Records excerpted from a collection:
============================================================

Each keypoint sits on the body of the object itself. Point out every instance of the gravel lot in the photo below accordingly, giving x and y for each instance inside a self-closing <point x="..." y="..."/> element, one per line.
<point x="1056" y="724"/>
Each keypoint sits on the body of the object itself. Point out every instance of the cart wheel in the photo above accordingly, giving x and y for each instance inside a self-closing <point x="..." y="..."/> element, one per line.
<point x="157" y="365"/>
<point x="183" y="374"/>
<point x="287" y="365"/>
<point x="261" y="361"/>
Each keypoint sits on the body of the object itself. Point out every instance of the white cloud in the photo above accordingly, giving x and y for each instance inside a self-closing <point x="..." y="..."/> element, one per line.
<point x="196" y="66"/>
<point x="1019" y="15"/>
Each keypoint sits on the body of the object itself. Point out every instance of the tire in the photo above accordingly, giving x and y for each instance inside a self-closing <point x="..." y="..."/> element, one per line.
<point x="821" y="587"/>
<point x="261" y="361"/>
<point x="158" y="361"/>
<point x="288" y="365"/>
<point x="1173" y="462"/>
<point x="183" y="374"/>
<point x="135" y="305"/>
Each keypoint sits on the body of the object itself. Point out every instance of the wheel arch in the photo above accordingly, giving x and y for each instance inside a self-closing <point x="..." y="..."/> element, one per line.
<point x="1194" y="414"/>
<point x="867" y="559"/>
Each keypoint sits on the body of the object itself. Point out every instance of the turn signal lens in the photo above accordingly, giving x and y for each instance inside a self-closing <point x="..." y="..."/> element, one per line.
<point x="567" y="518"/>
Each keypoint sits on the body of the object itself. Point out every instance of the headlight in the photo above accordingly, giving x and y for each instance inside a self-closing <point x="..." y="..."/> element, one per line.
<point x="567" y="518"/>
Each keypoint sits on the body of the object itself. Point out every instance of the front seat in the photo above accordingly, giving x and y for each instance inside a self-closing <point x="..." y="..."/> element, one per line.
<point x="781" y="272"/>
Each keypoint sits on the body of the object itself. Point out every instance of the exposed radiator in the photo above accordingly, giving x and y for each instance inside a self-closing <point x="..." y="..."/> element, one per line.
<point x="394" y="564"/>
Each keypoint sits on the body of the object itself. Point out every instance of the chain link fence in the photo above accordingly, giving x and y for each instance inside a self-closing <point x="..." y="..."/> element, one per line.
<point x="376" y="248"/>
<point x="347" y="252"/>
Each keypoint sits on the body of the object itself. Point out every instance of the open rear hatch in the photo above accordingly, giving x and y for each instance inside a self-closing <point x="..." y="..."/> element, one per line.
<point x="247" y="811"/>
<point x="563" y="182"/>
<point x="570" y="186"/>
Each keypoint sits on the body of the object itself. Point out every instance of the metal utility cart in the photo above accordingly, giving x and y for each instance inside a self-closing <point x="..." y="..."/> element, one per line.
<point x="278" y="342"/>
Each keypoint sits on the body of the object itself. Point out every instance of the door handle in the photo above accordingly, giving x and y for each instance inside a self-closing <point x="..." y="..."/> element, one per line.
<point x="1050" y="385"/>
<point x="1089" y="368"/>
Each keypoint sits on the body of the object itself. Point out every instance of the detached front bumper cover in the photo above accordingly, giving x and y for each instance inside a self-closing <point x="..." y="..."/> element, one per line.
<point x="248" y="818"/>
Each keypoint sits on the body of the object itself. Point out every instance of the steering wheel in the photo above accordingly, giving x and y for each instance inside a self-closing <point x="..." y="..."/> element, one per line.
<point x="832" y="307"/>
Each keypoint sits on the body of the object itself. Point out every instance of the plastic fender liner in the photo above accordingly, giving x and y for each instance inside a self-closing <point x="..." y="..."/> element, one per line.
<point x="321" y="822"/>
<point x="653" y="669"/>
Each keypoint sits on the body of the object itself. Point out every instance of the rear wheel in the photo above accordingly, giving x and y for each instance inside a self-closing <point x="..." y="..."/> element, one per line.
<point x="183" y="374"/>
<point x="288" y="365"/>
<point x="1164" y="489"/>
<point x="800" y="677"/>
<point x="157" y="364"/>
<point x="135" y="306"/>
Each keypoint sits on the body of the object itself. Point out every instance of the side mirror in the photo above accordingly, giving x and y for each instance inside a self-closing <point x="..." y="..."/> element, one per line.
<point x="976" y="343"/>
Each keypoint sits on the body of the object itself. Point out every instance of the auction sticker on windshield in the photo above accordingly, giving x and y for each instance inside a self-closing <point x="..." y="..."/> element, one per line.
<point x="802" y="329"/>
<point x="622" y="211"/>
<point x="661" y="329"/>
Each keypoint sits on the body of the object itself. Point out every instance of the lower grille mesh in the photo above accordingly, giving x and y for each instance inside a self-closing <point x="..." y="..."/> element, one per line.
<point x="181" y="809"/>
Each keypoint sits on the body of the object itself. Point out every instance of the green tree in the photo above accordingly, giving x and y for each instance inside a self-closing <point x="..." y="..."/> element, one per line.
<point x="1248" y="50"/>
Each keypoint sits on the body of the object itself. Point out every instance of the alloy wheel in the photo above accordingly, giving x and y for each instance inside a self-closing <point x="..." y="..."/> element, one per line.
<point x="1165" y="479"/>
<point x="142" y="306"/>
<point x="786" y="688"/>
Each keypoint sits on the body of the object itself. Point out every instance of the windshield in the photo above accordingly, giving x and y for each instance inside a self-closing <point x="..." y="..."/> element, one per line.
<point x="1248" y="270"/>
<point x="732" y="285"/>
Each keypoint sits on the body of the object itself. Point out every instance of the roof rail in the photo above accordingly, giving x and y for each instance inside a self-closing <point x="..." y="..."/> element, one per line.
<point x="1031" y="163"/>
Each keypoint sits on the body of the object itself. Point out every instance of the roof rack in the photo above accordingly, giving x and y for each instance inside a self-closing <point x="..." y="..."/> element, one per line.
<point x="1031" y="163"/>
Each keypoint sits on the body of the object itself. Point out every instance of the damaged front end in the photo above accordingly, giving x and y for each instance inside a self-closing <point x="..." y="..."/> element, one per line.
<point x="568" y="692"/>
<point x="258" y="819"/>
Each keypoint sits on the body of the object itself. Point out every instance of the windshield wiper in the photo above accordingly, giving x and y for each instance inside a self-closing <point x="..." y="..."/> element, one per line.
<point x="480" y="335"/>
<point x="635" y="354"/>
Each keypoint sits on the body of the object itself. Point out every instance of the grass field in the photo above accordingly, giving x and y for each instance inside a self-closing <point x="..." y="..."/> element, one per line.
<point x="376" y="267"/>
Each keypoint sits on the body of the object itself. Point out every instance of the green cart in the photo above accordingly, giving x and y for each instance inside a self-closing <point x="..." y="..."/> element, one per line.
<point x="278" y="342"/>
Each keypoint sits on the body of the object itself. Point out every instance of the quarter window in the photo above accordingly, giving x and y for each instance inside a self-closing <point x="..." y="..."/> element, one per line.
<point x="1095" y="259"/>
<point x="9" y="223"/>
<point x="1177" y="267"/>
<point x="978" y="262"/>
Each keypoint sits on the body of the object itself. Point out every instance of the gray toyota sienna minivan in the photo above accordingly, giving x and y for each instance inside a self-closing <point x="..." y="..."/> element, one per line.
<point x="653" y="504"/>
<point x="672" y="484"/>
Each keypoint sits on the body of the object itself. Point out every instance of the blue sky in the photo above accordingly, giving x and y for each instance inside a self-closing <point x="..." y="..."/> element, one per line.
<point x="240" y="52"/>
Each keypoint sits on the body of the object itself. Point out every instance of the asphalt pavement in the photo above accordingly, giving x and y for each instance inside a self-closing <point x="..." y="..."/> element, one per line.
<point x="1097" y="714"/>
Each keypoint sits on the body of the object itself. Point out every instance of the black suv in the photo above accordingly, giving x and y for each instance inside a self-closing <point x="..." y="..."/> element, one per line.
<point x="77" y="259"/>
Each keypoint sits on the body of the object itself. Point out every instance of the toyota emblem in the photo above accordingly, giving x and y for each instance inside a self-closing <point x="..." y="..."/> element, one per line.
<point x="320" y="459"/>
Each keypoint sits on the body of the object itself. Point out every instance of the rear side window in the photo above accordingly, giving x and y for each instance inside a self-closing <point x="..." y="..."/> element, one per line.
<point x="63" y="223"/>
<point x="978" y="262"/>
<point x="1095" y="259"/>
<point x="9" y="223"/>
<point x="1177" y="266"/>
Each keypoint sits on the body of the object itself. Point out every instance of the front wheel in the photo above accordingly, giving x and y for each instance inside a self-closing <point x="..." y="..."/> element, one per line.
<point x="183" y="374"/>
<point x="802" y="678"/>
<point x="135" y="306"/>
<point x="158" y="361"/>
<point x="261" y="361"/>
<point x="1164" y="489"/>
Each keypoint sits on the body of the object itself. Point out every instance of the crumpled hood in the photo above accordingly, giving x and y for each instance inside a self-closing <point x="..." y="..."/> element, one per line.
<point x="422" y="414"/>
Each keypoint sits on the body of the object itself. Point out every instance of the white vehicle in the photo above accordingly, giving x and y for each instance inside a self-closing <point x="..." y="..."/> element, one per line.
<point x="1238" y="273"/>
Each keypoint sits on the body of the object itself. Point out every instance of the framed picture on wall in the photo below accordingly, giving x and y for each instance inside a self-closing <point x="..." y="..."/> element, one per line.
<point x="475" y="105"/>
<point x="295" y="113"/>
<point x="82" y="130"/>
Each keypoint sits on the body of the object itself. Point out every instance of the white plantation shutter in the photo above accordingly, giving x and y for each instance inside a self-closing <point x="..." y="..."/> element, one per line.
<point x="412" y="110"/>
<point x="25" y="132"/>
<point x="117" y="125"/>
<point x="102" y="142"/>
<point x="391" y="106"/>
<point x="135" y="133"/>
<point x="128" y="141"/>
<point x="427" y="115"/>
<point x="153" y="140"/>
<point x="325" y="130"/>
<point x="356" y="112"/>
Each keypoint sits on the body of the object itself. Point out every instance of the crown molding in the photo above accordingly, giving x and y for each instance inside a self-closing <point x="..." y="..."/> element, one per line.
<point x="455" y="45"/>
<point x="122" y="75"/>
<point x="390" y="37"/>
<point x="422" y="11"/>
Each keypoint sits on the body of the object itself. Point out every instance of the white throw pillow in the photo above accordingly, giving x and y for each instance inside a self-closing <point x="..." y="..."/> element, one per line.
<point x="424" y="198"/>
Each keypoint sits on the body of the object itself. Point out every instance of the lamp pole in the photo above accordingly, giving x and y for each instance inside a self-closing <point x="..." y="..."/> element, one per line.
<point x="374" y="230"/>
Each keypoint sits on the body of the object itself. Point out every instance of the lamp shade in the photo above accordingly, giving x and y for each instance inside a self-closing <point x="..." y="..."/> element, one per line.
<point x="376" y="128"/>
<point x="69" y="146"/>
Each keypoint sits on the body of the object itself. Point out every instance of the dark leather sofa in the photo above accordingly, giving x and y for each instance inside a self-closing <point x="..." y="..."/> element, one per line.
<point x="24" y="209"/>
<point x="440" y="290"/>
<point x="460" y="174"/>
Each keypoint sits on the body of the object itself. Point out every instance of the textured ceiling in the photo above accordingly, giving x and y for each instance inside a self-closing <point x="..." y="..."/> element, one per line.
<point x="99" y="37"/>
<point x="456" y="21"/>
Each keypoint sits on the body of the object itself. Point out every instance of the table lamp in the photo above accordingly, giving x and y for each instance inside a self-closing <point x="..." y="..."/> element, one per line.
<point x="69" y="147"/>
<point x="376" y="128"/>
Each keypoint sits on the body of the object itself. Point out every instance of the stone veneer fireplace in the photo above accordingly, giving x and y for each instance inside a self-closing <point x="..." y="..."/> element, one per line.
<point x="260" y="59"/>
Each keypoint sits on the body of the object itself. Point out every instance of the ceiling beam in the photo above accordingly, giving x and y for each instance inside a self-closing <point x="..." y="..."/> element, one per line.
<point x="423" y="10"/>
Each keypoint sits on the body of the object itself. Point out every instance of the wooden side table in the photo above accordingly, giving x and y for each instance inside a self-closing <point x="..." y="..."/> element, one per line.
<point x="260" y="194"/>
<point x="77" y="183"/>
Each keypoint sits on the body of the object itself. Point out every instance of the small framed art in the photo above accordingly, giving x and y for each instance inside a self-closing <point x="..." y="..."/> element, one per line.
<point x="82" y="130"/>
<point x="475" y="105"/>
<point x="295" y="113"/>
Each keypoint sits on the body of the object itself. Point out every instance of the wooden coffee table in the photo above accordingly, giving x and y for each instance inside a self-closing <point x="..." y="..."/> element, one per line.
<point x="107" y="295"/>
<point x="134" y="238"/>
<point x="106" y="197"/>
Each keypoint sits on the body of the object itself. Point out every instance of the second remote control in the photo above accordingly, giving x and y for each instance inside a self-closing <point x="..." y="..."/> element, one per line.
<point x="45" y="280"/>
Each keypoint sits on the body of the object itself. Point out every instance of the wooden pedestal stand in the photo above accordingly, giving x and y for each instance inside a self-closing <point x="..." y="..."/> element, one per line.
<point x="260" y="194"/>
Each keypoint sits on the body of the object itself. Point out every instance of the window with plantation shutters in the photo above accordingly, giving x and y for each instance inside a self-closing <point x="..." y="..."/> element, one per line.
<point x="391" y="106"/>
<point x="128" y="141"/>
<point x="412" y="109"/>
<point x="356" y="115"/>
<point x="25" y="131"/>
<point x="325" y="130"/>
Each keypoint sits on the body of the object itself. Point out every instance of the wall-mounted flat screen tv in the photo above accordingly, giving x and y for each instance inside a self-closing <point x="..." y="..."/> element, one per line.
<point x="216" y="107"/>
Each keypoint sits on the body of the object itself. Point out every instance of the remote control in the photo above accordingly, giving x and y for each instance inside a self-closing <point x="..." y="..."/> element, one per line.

============================================================

Task to complete: Everything from the line containing "of the wall-mounted" to the end of the data above should be quoted exactly, please, both ends included, and nothing outside that span.

Reply:
Each keypoint sits on the body of the object itself. Point out every instance of the wall-mounted flat screen tv in the photo above accordingly, giving x and y for each instance inside a self-closing <point x="..." y="..."/> element, one per line.
<point x="216" y="107"/>
Each keypoint sits on the body of the object itself. Point out every instance of the remote control in the photo above accordingly, giving x and y for each instance inside a self-closing <point x="..." y="..."/> element, one per line.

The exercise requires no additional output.